Locate the line containing "[spot] the clock" in the data below. Reproduce it and every following line up to the end, exactly as given.

- **Records**
╔══

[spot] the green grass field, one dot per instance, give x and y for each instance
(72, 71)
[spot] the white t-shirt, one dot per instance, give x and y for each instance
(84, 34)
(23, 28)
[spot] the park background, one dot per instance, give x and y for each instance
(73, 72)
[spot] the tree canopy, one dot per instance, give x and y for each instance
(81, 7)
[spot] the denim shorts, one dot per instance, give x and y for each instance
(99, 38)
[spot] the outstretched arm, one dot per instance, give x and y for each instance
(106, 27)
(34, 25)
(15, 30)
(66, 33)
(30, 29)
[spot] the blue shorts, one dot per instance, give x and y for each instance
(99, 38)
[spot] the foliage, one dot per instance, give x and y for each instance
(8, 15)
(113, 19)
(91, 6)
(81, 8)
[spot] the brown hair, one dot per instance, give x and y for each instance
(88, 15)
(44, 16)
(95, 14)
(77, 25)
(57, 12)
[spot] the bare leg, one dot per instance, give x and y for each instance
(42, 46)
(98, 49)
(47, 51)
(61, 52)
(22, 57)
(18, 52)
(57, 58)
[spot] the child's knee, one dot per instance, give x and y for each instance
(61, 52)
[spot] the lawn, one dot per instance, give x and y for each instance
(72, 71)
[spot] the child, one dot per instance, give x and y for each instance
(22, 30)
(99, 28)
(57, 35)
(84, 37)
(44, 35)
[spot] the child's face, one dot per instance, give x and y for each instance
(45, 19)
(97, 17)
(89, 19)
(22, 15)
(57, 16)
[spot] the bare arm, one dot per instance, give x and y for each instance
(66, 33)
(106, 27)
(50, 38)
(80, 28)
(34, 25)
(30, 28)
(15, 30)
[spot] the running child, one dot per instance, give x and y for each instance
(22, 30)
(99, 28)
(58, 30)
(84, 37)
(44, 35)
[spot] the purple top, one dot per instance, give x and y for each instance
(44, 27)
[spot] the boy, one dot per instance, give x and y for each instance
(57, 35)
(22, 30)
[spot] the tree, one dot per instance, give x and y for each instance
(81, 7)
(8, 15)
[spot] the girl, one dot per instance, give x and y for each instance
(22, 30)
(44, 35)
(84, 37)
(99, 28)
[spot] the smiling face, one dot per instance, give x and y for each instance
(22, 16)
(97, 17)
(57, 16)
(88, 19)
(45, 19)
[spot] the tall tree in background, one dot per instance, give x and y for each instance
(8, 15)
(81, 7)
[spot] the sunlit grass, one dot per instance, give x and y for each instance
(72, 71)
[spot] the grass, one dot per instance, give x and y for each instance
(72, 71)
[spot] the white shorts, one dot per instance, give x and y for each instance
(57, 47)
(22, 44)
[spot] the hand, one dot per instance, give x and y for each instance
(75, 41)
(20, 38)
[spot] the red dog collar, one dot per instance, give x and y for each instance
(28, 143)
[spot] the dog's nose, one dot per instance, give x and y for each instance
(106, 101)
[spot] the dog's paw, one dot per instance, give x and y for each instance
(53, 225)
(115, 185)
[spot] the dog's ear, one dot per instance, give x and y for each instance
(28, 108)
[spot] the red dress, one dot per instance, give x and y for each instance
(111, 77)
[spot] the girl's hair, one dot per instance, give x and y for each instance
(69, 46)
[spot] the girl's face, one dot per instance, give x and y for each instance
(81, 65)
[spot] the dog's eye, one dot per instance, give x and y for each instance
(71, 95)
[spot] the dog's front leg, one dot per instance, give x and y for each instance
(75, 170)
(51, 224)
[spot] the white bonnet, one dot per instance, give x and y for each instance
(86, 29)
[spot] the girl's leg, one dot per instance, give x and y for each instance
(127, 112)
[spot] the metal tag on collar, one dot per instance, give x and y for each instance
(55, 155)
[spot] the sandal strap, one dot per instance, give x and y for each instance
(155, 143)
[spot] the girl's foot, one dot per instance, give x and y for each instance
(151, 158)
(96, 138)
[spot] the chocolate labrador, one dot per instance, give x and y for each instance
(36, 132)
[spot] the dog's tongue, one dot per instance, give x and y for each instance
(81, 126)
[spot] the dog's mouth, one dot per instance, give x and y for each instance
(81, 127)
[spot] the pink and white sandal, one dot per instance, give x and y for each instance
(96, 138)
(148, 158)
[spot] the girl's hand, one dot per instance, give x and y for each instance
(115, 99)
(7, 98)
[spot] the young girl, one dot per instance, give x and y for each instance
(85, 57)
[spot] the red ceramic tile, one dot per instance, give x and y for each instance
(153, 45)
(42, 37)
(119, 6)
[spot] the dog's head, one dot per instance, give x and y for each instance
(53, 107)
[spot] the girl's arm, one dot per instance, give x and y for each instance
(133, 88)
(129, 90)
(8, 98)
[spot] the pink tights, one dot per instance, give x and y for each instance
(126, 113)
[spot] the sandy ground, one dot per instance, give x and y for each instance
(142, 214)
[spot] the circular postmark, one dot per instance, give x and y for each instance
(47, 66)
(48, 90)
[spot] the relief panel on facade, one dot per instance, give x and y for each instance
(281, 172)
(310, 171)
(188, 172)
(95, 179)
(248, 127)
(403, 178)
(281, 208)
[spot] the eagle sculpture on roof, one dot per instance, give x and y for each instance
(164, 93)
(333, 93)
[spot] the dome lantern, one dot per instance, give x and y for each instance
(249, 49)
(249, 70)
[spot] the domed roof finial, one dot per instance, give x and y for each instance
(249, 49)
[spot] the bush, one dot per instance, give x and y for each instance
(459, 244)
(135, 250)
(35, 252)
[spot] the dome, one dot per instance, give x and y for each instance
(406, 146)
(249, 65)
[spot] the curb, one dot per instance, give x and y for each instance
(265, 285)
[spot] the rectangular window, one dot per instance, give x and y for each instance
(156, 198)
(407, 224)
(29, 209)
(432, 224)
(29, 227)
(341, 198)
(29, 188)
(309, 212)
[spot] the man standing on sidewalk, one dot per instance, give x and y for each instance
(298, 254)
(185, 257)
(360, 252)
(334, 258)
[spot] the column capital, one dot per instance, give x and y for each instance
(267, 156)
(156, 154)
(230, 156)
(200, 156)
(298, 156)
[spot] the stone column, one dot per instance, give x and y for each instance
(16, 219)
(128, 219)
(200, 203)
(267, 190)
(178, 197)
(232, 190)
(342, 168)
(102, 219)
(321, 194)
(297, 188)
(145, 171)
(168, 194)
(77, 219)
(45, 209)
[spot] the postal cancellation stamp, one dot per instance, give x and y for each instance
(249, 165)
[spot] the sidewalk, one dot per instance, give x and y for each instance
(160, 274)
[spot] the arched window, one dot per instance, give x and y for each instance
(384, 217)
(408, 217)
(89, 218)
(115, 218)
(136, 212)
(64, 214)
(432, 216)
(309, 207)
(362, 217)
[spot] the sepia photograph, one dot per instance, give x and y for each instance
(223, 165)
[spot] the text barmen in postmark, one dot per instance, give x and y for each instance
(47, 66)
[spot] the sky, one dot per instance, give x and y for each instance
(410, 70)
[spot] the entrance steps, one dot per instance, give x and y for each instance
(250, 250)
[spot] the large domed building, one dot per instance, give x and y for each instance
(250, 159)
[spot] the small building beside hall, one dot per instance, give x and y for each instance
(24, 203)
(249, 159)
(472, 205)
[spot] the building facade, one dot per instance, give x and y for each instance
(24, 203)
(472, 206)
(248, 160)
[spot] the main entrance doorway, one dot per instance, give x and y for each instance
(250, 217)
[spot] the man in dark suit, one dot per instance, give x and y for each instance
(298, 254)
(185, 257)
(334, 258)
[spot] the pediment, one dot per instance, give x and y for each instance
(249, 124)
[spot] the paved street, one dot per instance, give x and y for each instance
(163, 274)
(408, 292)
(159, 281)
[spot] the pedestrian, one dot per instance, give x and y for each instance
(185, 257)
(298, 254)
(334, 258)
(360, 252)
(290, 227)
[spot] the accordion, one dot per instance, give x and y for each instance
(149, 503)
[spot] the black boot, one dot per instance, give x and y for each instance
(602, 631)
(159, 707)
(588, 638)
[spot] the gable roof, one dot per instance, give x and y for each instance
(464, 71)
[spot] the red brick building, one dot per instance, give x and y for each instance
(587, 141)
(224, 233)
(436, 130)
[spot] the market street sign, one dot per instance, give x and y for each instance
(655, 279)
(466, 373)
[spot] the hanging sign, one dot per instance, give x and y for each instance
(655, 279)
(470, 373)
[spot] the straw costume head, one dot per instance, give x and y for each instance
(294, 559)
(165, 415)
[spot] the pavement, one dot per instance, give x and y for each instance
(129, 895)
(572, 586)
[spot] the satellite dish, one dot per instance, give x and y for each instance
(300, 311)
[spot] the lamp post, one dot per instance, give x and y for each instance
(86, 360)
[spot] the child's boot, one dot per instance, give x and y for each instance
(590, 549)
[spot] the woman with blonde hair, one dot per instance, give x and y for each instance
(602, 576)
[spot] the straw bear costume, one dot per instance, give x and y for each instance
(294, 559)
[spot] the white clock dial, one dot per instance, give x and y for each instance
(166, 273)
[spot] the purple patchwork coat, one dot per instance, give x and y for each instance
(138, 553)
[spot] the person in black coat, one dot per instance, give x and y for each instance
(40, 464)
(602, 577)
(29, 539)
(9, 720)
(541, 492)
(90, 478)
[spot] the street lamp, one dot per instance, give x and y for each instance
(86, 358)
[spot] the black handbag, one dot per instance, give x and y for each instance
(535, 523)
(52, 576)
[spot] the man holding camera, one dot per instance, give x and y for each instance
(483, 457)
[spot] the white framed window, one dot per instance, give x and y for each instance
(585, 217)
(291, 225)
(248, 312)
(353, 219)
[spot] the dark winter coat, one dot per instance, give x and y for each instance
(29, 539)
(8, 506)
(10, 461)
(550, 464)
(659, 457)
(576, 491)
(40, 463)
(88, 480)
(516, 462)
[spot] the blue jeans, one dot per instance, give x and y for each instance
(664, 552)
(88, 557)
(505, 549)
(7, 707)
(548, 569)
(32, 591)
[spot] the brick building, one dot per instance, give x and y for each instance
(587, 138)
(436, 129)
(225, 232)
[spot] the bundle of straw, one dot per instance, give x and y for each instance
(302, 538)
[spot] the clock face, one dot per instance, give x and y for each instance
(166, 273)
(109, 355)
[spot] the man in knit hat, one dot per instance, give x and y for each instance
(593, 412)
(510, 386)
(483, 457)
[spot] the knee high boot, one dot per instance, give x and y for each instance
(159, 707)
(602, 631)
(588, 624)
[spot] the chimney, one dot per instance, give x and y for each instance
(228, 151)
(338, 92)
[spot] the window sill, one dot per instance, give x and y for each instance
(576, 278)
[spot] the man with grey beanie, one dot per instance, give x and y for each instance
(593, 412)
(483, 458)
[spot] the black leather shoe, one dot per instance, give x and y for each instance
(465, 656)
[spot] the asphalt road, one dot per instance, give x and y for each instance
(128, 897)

╚══

- **Written response**
[spot] the clock face, one dot per instance, give x and y for each instance
(166, 273)
(109, 355)
[spot] the man in knit hat, one dot per instance, give x and y for each instance
(593, 412)
(510, 386)
(483, 457)
[spot] the knee high boot, one dot per instance, give x and y for each instance
(159, 707)
(602, 631)
(588, 624)
[spot] the chimney, one dot per instance, give x and y for each instance
(228, 151)
(338, 92)
[spot] the window sill, one dot per instance, give x and y for each instance
(576, 278)
[spot] the man with grey beanie, one dot per instance, give x and y for each instance
(593, 412)
(483, 458)
[spot] the black leather shoe, one dot per instance, give x and y for each instance
(465, 656)
[spot] the asphalt road, one dot per instance, give x and y for each instance
(128, 897)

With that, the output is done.